> WHAT IS EXPECTED
Every entry in the data that follows should come back exactly, pictures aside.

--- START ---

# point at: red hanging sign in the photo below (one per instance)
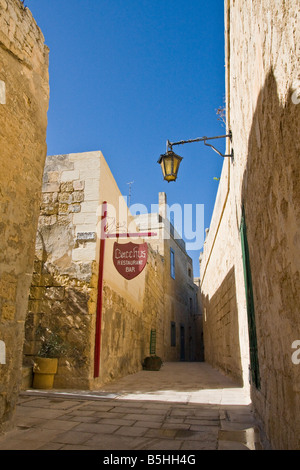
(130, 258)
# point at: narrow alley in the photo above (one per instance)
(182, 407)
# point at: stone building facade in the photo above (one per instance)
(102, 319)
(181, 319)
(24, 95)
(250, 264)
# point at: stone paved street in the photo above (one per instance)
(184, 406)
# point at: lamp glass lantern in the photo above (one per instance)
(170, 163)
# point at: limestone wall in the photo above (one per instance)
(65, 294)
(24, 95)
(262, 88)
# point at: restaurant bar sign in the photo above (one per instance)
(130, 258)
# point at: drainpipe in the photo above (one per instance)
(227, 64)
(100, 292)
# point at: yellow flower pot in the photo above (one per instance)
(44, 371)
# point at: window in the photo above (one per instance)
(172, 263)
(173, 333)
(254, 365)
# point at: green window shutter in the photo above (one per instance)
(254, 365)
(153, 342)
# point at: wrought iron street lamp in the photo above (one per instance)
(170, 162)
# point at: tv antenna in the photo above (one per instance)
(129, 196)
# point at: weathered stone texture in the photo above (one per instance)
(23, 123)
(262, 67)
(63, 293)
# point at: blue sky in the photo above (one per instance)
(125, 76)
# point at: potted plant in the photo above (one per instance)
(46, 361)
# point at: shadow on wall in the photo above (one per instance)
(270, 196)
(221, 329)
(58, 323)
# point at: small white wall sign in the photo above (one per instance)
(2, 353)
(2, 92)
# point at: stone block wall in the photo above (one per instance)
(24, 96)
(263, 111)
(63, 294)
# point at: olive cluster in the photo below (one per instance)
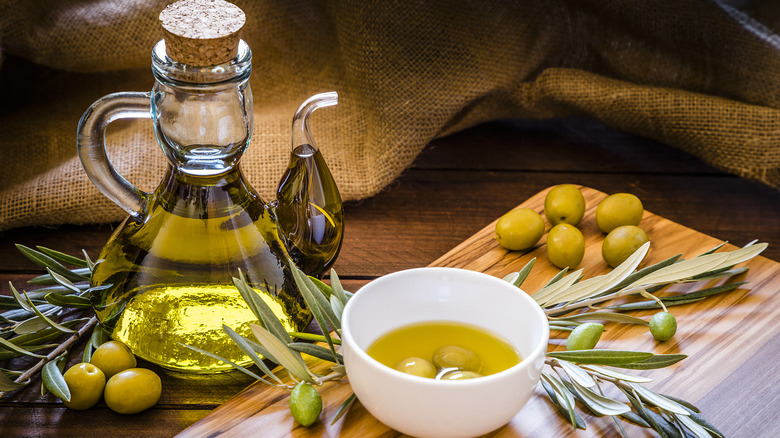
(618, 215)
(111, 374)
(448, 362)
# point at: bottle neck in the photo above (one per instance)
(202, 115)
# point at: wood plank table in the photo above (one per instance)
(457, 187)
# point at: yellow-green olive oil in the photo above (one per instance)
(423, 339)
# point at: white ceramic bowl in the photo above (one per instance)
(429, 408)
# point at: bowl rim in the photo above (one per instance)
(538, 350)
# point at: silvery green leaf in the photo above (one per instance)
(313, 337)
(7, 345)
(261, 309)
(7, 384)
(291, 361)
(18, 297)
(565, 398)
(580, 423)
(598, 403)
(324, 288)
(658, 400)
(337, 289)
(45, 335)
(694, 427)
(557, 276)
(317, 351)
(62, 257)
(10, 354)
(636, 419)
(62, 281)
(655, 362)
(90, 264)
(607, 316)
(682, 270)
(247, 349)
(517, 278)
(30, 326)
(344, 408)
(48, 321)
(45, 261)
(337, 307)
(552, 288)
(703, 293)
(719, 246)
(617, 374)
(576, 373)
(578, 291)
(69, 301)
(602, 357)
(659, 424)
(309, 296)
(234, 365)
(643, 272)
(54, 381)
(743, 254)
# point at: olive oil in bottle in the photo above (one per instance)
(310, 212)
(167, 282)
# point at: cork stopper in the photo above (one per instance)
(202, 32)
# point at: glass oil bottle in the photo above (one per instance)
(164, 280)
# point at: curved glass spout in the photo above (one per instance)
(309, 209)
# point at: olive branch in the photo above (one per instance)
(31, 321)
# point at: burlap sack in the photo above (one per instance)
(701, 75)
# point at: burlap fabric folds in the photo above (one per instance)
(701, 75)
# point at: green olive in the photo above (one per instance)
(564, 204)
(417, 366)
(584, 336)
(305, 404)
(519, 229)
(618, 210)
(132, 390)
(663, 326)
(85, 383)
(565, 246)
(113, 357)
(460, 375)
(621, 242)
(454, 356)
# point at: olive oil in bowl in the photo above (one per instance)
(449, 346)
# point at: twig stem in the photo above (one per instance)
(56, 352)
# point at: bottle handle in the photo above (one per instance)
(91, 142)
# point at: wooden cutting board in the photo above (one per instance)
(727, 338)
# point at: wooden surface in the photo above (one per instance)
(459, 185)
(733, 326)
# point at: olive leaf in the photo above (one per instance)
(292, 362)
(564, 397)
(603, 316)
(344, 408)
(579, 422)
(249, 351)
(606, 372)
(597, 402)
(48, 262)
(658, 400)
(53, 380)
(65, 258)
(602, 357)
(260, 308)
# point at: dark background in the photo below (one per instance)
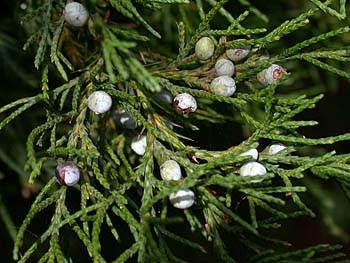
(20, 79)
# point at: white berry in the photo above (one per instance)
(269, 75)
(139, 144)
(223, 85)
(75, 14)
(99, 102)
(124, 119)
(276, 148)
(182, 199)
(238, 53)
(170, 170)
(224, 67)
(185, 103)
(67, 173)
(204, 48)
(253, 153)
(252, 169)
(164, 96)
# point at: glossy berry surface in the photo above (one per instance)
(75, 14)
(182, 199)
(67, 173)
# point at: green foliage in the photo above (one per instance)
(120, 194)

--- END ---

> RESPONSE
# point at: red hanging sign in the photo below (one per instance)
(130, 258)
# point at: narrow alley in the photo above (one per instance)
(182, 407)
# point at: stone building facade in the photo above (one per instance)
(102, 319)
(181, 319)
(24, 95)
(250, 264)
# point at: stone paved street in the photo above (one per instance)
(184, 406)
# point at: lamp glass lantern in the photo above (one per instance)
(170, 163)
# point at: limestone wall in the photo above (one per instance)
(65, 294)
(24, 95)
(262, 88)
# point at: restaurant bar sign in the photo above (one per instance)
(130, 258)
# point at: drainpipe in the photo above (one per instance)
(227, 64)
(100, 292)
# point at: yellow flower pot in the photo above (one per instance)
(44, 371)
# point at: window in the photo above (one per instance)
(172, 263)
(173, 333)
(254, 365)
# point at: green window shutter in the photo above (one per instance)
(254, 365)
(153, 342)
# point at: wrought iron street lamp in the photo above (one per instance)
(170, 162)
# point at: tv antenna in the photo above (one per instance)
(129, 196)
# point at: weathered stone texture in the photo above (one per instance)
(23, 123)
(262, 67)
(63, 293)
# point at: blue sky in the photo above (one per instance)
(125, 76)
# point at: potted plant in the photo above (one per instance)
(46, 361)
# point at: shadow on wall in the photo above (one per instance)
(270, 196)
(221, 329)
(58, 323)
# point at: small white wall sign in the photo above (one per instance)
(2, 353)
(2, 92)
# point at: stone block wall in the photo above (one per instance)
(24, 96)
(263, 111)
(63, 294)
# point at: olive cluster in the photo below (one per instance)
(618, 215)
(111, 374)
(448, 362)
# point at: bottle neck in the photo above (one per instance)
(202, 115)
# point at: wood plank table in the photo above (one per instance)
(457, 187)
# point at: yellow-green olive oil in the photo above (one per instance)
(423, 339)
# point at: white ceramic bowl in the photo above (one per instance)
(429, 408)
# point at: bowl rim in the photo above (one per instance)
(538, 350)
# point at: silvery green leaf in the photo above (one per instance)
(313, 337)
(7, 345)
(261, 309)
(7, 384)
(291, 361)
(18, 297)
(565, 398)
(580, 423)
(598, 403)
(324, 288)
(658, 400)
(337, 289)
(45, 335)
(694, 427)
(557, 276)
(317, 351)
(62, 257)
(10, 354)
(636, 419)
(62, 281)
(655, 362)
(90, 264)
(607, 316)
(682, 270)
(247, 349)
(517, 278)
(30, 326)
(344, 408)
(48, 321)
(45, 261)
(337, 307)
(552, 288)
(703, 293)
(719, 246)
(617, 374)
(576, 373)
(578, 291)
(69, 301)
(602, 357)
(659, 424)
(309, 296)
(234, 365)
(643, 272)
(54, 381)
(743, 254)
# point at: olive oil in bottle in the photo above (one per instance)
(310, 212)
(167, 282)
# point at: cork stopper in the photo above (one per instance)
(202, 32)
# point at: glass oil bottle in the photo above (one per instance)
(164, 280)
# point at: curved glass spout in the photo above (one per instance)
(309, 209)
# point at: olive branch in the photo above (one per instance)
(31, 321)
# point at: burlap sack in the photo above (one per instance)
(701, 75)
# point at: burlap fabric folds in the photo above (one per instance)
(701, 75)
# point at: green olive in the photo above (one per instance)
(564, 204)
(417, 366)
(584, 336)
(305, 404)
(519, 229)
(618, 210)
(132, 390)
(663, 326)
(85, 383)
(565, 246)
(113, 357)
(460, 375)
(621, 242)
(454, 356)
# point at: olive oil in bowl in the photo above (one per instance)
(449, 346)
# point at: twig stem in the photo above (one per instance)
(56, 352)
# point at: bottle handle in the photo above (one per instance)
(91, 142)
# point at: wooden cutting board in the photo above (one per instance)
(727, 338)
# point at: wooden surface in the photo above (one per instance)
(459, 185)
(733, 326)
# point at: olive leaf in the photo above (one per instance)
(292, 362)
(564, 397)
(603, 316)
(344, 408)
(579, 422)
(249, 351)
(606, 372)
(597, 402)
(48, 262)
(658, 400)
(53, 380)
(65, 258)
(602, 357)
(260, 308)
# point at: dark background in the photo below (one per instance)
(20, 79)
# point at: white berry in the photo above (one per instance)
(269, 75)
(139, 144)
(223, 85)
(75, 14)
(99, 102)
(124, 119)
(276, 148)
(182, 199)
(238, 53)
(170, 170)
(224, 67)
(185, 103)
(67, 173)
(204, 48)
(253, 153)
(252, 169)
(164, 96)
# point at: glossy berry surface in the photo above (one per instance)
(75, 14)
(182, 199)
(67, 173)
# point at: green foliage in the photo above (one per instance)
(120, 194)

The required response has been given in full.